Reproduce everything from the line containing "Is there any shoreline" down to and including the line containing "0 350 640 425" in the rows below, requests and all. Shift each bounding box in the answers by adding 87 to every coordinate, and leave the requests and their sample coordinates unchanged.

▶ Provided material
::::

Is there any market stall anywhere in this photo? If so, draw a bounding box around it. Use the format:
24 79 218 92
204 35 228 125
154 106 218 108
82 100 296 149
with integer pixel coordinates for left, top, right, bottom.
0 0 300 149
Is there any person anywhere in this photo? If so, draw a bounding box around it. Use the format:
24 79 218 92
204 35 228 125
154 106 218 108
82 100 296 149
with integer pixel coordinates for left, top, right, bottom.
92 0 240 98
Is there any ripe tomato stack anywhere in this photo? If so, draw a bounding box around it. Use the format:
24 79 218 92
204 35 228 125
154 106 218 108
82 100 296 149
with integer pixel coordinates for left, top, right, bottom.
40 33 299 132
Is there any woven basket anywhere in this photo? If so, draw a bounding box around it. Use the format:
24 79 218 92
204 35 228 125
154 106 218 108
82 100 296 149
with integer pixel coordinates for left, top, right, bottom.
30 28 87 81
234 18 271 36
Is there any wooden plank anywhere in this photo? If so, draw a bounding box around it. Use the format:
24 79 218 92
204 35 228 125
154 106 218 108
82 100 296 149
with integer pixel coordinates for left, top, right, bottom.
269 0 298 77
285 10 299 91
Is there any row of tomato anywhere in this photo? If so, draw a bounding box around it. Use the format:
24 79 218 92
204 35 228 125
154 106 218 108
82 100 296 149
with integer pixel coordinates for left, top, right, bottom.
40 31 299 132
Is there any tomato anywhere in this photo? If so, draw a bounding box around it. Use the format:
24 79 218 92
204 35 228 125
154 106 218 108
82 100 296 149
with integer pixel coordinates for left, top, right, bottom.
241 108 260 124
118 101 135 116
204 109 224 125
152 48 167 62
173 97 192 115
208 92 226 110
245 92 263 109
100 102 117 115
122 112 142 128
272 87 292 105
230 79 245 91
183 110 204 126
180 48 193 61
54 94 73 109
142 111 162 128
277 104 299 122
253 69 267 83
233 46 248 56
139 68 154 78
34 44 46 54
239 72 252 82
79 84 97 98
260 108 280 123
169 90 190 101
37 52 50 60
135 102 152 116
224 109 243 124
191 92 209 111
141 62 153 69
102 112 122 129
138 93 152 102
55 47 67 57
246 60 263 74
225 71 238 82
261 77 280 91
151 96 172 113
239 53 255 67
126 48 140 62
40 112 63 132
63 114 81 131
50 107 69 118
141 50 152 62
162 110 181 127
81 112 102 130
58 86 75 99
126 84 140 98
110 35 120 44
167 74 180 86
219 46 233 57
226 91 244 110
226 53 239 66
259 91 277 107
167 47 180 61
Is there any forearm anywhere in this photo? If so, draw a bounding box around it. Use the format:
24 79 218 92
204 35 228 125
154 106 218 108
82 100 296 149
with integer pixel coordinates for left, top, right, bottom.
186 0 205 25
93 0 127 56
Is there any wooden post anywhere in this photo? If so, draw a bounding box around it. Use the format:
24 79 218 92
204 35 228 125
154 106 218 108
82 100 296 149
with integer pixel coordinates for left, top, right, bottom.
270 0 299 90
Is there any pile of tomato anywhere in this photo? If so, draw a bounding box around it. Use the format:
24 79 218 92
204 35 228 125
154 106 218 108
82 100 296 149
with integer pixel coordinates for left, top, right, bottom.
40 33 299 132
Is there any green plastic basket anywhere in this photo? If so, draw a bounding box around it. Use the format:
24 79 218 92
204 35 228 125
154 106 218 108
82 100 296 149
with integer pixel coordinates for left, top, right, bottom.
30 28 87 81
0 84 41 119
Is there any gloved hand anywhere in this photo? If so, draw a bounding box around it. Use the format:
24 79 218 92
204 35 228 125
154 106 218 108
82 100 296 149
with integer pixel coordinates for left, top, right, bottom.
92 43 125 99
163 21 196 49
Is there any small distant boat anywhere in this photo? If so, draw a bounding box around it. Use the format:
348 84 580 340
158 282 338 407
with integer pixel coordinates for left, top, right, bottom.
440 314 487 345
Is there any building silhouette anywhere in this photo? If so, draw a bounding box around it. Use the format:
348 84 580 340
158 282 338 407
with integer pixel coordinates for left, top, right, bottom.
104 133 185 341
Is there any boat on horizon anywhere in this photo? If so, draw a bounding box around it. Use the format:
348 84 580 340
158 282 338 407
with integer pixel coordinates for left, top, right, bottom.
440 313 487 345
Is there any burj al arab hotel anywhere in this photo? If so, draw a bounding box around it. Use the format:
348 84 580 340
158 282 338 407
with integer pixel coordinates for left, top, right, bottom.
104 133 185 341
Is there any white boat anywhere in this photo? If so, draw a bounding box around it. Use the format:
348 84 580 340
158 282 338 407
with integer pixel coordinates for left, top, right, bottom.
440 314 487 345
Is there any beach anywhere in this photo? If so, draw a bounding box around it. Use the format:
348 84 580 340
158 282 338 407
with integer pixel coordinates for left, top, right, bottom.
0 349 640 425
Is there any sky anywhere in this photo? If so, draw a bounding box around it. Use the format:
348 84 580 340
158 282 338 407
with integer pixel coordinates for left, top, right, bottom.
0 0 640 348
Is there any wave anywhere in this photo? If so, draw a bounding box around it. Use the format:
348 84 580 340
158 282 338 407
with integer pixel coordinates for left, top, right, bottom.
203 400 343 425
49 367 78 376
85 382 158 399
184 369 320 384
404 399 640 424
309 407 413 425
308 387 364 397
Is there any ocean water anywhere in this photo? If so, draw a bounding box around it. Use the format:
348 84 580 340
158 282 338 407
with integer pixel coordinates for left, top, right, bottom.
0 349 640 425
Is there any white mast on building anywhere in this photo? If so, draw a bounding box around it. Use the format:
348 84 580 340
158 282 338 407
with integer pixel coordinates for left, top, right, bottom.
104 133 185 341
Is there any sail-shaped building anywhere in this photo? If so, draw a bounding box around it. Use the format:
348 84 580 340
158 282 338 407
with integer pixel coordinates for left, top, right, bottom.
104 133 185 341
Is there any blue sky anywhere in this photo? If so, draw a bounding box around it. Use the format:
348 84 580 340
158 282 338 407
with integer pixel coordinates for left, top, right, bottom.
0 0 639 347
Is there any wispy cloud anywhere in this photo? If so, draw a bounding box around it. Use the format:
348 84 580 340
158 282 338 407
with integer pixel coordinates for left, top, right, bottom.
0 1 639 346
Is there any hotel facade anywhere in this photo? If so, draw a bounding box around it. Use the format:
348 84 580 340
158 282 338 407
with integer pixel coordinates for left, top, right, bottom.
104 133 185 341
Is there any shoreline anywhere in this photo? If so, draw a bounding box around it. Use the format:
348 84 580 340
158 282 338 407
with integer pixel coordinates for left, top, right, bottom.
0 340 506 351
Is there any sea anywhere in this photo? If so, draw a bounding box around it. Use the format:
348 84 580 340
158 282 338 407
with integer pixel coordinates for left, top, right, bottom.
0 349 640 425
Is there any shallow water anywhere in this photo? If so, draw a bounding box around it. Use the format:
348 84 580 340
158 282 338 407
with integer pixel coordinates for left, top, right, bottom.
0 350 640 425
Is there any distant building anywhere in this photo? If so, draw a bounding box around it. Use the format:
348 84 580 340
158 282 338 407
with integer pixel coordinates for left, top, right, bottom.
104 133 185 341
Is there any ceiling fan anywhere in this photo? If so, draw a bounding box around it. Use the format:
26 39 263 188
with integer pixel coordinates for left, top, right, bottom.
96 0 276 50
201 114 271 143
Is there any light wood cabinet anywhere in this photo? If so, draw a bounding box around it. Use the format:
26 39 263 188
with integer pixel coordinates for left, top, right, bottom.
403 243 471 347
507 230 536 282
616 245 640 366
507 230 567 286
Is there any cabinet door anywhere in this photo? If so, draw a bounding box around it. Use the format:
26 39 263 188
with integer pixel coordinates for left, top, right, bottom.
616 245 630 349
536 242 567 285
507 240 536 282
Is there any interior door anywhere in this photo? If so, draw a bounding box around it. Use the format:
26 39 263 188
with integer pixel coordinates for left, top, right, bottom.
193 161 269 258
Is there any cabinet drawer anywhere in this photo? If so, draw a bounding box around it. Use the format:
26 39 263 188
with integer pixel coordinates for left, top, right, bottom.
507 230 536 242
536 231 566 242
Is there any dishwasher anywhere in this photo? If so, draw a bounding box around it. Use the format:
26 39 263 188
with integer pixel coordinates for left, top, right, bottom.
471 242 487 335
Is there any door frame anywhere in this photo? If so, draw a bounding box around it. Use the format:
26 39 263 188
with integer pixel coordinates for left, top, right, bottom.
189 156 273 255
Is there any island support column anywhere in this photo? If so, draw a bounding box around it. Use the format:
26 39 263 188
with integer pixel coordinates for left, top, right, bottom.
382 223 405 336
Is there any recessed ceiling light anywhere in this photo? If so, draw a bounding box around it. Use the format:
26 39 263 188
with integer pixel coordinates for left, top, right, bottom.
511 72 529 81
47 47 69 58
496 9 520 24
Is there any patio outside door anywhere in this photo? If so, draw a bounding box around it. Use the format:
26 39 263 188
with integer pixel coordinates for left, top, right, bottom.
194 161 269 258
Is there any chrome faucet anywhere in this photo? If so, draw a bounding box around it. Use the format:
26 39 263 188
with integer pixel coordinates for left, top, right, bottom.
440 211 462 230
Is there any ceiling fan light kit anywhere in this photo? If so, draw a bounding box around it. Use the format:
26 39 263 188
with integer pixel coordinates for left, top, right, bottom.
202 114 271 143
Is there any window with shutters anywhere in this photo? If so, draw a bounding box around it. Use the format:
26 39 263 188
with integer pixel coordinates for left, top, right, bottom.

::::

▶ Solution below
Is there any shoreline anywhere in this photo? If so, draw a bounding box around it. Use the format:
348 84 580 340
158 282 338 407
with integer pixel coordinates for left, top, right, bottom.
87 427 593 438
Is there any sea anywhere in this photo? If so, draw a bounding box around it. Use the format:
348 84 580 340
158 282 338 407
with integer pixel coordinates for left, top, right, bottom.
87 436 727 512
Is there any shallow water anywhere in this photo? If so, draw a bounding box around it. Use the format:
348 84 580 340
158 282 338 407
with integer pixel coordinates for left, top, right, bottom.
87 437 727 512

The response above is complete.